◆ What the exercise asks
Find every line in the entries below that contains the string "hull" and copy each one. Case counts, so match uppercase and lowercase letters precisely.

◆ Record set
----------------
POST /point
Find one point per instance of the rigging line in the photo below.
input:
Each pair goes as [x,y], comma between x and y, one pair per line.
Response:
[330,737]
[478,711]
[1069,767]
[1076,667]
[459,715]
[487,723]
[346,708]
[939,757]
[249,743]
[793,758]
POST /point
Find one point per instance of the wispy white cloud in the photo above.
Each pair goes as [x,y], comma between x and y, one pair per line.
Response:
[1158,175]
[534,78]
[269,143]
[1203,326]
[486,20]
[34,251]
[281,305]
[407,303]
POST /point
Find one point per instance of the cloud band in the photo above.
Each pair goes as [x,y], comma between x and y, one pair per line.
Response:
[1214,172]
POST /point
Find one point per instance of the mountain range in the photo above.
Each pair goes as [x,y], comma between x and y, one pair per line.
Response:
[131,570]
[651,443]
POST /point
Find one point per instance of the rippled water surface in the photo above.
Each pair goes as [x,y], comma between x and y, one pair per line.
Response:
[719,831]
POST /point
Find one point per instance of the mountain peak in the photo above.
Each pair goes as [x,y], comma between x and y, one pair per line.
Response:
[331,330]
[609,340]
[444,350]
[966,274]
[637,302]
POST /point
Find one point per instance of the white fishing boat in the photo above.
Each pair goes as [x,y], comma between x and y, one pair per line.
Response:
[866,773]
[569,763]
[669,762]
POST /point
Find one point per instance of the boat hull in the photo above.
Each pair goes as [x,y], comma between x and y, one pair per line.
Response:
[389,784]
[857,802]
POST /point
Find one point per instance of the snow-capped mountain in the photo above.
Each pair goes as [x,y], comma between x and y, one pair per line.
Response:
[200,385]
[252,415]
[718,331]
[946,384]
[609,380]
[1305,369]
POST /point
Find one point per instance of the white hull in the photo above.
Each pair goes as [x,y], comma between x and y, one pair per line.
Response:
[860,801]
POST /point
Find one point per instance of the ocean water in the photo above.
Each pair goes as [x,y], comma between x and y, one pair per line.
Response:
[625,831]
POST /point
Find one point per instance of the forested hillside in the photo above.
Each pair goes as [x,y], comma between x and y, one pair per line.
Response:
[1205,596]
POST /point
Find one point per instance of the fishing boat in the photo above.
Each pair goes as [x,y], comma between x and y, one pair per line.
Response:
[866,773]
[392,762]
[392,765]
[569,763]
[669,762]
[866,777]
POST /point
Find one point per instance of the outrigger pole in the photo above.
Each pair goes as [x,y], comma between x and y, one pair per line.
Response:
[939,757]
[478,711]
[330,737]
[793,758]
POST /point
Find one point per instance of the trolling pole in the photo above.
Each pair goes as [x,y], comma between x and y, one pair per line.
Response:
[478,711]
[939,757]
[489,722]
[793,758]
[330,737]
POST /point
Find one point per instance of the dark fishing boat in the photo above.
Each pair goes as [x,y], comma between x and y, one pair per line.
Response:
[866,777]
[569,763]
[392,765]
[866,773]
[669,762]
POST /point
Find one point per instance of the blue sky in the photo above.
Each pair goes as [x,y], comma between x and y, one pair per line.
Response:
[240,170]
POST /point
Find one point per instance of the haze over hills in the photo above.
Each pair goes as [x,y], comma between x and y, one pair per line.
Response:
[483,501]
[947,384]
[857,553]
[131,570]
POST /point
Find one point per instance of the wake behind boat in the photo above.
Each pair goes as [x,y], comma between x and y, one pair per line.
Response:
----------------
◆ Worked solution
Find one point per instance of the boat hull in the photo above.
Find one point per instance of the white hull in the photo above.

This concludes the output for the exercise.